**Directions for this task**
Copy, from the data below, each line that has the word "field".

##### Supplied records #####

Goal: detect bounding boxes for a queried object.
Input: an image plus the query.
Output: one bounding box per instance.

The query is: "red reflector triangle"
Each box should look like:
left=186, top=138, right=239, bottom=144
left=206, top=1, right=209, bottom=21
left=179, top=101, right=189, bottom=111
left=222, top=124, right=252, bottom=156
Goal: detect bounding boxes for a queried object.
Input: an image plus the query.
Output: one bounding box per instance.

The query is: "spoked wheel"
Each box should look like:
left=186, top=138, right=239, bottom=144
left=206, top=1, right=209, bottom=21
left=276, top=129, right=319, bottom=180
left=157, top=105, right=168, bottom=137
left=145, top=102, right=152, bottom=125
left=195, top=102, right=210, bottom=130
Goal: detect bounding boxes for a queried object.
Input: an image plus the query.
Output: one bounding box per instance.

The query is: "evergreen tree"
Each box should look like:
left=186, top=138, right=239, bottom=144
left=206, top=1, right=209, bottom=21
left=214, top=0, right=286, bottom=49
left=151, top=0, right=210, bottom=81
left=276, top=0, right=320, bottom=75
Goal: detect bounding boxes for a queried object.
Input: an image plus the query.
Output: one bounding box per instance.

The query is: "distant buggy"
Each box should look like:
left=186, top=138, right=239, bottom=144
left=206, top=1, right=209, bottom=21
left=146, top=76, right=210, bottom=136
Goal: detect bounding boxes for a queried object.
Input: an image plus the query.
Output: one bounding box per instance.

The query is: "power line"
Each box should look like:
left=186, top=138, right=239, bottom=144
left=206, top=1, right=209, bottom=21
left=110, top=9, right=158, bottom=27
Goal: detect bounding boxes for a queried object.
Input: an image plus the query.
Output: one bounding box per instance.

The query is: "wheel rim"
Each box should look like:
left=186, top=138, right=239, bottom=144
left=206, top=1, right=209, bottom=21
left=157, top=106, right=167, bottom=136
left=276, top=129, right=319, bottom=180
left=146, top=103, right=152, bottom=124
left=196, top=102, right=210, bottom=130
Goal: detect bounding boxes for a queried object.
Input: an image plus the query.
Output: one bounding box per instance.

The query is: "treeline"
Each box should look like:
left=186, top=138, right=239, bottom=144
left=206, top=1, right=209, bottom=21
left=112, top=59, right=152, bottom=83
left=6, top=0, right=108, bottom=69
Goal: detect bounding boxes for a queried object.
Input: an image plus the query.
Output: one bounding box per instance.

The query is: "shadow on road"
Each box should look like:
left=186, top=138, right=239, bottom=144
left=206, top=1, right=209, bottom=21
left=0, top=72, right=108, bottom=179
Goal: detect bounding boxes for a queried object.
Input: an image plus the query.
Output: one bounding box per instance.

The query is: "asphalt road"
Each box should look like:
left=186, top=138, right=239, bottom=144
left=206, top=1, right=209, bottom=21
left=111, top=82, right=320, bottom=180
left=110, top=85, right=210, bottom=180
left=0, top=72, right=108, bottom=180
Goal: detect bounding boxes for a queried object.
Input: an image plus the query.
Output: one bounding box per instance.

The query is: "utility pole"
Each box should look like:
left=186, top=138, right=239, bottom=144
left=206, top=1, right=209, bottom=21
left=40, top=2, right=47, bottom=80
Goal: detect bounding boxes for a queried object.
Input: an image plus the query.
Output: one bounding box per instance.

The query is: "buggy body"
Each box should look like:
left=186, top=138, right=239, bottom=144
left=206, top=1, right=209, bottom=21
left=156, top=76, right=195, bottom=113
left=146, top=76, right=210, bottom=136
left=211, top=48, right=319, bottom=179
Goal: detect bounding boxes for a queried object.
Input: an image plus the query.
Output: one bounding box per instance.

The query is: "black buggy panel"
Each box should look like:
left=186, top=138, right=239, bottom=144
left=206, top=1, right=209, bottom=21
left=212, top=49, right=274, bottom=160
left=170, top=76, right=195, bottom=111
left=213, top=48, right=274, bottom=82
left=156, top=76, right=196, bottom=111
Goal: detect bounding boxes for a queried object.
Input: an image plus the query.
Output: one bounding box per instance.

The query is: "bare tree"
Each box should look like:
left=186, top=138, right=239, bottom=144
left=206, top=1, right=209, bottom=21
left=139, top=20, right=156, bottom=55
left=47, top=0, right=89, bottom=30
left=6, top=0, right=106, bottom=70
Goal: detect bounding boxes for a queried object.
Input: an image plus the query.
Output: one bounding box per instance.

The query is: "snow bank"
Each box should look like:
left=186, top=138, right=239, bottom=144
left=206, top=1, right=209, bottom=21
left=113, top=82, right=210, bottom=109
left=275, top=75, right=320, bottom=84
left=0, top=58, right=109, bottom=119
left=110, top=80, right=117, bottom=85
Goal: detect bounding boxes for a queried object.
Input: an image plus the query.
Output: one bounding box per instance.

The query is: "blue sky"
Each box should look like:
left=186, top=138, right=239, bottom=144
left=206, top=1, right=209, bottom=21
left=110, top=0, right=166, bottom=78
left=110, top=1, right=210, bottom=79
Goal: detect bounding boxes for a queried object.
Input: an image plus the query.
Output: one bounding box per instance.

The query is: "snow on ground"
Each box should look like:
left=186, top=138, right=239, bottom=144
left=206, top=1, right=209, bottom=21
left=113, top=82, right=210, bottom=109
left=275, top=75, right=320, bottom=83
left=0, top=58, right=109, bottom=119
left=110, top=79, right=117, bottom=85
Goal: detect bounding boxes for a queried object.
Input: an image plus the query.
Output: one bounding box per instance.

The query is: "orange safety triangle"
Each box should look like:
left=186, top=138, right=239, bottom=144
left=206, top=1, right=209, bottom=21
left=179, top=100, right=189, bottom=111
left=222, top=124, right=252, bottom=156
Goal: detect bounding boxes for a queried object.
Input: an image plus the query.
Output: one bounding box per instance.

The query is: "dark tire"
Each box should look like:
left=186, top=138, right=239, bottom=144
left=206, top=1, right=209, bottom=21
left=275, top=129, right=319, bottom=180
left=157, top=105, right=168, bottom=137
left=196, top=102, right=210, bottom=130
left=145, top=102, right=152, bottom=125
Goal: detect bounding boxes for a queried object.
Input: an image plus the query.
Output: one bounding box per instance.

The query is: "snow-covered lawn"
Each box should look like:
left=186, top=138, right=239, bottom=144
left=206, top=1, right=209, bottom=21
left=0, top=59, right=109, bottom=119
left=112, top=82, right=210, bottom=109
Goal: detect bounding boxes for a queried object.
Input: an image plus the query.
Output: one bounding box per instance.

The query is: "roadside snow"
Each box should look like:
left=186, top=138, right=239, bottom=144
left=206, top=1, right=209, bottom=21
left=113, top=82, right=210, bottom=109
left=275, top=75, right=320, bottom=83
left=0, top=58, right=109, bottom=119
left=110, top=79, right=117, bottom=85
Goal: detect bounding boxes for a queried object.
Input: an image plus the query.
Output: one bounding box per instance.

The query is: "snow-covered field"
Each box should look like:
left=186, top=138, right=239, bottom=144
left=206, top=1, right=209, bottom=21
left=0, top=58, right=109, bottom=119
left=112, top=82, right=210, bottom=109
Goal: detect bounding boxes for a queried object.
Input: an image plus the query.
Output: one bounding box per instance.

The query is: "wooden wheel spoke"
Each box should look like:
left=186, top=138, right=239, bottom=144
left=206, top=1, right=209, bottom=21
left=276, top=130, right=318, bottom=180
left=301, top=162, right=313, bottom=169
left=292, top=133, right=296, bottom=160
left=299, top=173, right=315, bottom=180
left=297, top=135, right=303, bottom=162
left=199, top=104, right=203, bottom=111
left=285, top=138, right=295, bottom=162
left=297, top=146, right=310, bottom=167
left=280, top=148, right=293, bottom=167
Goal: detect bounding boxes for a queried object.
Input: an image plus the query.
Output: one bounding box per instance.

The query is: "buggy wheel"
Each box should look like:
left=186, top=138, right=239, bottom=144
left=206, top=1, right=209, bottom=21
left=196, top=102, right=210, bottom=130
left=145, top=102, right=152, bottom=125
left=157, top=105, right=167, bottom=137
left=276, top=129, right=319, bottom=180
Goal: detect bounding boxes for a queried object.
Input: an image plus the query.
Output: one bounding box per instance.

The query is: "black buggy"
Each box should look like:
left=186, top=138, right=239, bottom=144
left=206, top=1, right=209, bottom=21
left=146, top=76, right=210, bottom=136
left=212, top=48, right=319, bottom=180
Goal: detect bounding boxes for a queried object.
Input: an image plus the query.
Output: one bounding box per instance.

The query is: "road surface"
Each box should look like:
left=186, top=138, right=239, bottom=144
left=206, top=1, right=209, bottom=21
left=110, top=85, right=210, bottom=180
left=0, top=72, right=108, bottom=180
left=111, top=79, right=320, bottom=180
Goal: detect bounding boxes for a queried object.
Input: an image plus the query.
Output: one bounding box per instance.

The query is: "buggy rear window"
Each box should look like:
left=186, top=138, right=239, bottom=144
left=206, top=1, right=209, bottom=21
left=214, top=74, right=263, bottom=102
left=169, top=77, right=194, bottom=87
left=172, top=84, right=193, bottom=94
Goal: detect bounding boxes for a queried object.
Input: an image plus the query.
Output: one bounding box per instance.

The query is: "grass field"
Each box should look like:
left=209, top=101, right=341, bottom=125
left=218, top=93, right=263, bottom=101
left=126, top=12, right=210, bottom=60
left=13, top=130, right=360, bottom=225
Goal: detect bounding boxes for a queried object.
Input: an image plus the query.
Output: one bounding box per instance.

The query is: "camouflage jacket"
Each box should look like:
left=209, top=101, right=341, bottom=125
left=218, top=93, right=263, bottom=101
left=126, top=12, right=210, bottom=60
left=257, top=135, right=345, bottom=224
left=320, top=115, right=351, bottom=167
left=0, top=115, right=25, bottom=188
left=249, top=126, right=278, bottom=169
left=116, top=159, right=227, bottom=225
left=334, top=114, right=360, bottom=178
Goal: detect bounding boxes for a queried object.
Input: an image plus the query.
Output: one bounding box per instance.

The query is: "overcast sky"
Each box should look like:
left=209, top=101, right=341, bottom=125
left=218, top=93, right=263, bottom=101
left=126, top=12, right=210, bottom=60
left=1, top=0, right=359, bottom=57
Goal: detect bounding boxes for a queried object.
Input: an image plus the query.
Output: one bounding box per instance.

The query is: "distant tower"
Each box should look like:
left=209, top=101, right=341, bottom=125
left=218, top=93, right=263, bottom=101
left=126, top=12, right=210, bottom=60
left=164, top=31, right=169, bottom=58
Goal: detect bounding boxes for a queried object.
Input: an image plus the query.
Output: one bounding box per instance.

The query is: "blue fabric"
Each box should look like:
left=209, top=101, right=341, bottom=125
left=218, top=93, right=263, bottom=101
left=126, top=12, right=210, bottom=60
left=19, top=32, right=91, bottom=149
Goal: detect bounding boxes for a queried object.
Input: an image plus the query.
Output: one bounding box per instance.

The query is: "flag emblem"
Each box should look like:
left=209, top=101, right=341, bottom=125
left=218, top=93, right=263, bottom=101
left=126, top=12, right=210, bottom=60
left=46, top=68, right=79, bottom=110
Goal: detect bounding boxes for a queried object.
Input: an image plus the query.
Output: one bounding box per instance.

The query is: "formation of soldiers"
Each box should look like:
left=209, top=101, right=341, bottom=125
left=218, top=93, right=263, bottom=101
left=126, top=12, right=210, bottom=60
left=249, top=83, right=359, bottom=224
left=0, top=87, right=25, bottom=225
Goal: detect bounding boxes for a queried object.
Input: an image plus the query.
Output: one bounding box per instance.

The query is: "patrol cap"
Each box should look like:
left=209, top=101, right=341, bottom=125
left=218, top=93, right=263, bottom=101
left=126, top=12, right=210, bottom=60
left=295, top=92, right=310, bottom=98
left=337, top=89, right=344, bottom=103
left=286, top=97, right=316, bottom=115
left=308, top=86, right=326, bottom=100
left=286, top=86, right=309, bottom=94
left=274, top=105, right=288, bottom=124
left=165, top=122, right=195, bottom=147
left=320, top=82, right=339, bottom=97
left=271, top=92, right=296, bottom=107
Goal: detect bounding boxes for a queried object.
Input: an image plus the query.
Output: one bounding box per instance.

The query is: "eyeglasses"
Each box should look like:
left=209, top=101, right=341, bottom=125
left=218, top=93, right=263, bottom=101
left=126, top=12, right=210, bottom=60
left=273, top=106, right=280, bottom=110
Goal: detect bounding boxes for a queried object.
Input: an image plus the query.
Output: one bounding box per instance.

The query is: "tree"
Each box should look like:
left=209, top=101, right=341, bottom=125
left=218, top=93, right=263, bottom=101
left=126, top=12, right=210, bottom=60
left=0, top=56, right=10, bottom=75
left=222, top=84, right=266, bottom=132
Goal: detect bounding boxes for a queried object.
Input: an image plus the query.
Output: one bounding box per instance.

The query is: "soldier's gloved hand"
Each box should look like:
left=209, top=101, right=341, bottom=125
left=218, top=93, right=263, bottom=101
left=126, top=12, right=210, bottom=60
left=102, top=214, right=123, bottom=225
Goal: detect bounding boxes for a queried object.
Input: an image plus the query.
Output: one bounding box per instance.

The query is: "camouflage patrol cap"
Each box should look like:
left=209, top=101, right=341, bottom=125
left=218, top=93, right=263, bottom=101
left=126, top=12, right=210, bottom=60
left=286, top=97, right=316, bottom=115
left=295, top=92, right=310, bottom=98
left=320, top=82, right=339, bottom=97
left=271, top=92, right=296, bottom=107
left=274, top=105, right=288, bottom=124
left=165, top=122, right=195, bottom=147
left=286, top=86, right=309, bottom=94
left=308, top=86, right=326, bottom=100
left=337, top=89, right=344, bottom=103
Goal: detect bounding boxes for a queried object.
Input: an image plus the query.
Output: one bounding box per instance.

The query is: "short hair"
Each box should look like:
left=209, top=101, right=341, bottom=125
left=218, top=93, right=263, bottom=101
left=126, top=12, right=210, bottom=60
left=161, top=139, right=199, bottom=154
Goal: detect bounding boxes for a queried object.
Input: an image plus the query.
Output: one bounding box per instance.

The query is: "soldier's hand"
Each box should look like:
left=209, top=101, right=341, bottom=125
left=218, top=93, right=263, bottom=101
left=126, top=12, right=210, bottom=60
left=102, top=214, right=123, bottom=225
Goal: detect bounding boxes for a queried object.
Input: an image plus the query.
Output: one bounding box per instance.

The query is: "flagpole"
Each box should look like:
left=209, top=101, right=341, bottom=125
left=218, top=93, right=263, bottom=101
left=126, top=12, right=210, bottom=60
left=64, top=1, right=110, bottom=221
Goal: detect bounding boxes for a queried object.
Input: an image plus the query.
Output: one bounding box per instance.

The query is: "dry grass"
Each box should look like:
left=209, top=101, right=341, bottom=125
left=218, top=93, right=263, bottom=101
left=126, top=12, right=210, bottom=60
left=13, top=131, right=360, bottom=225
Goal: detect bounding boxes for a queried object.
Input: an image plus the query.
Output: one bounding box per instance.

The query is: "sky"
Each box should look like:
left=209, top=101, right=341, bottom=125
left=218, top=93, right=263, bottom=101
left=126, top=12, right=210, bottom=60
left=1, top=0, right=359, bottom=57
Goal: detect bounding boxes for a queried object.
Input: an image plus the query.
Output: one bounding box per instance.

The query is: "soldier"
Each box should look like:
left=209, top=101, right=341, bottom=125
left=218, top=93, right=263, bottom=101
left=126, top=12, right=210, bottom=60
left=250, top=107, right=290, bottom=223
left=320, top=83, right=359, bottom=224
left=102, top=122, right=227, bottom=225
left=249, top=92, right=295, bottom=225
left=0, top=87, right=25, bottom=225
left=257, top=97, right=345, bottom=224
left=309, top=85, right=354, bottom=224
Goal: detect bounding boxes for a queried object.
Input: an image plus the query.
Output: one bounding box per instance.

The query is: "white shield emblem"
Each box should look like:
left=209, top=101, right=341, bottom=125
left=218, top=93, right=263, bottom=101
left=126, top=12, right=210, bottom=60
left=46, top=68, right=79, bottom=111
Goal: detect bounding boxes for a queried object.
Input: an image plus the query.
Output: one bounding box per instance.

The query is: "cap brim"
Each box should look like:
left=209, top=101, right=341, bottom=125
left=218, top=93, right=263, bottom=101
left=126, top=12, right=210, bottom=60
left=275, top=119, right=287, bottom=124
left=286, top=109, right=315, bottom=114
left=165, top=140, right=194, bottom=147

#####

**Response area**
The query is: "snow-covered field"
The query is: "grass field"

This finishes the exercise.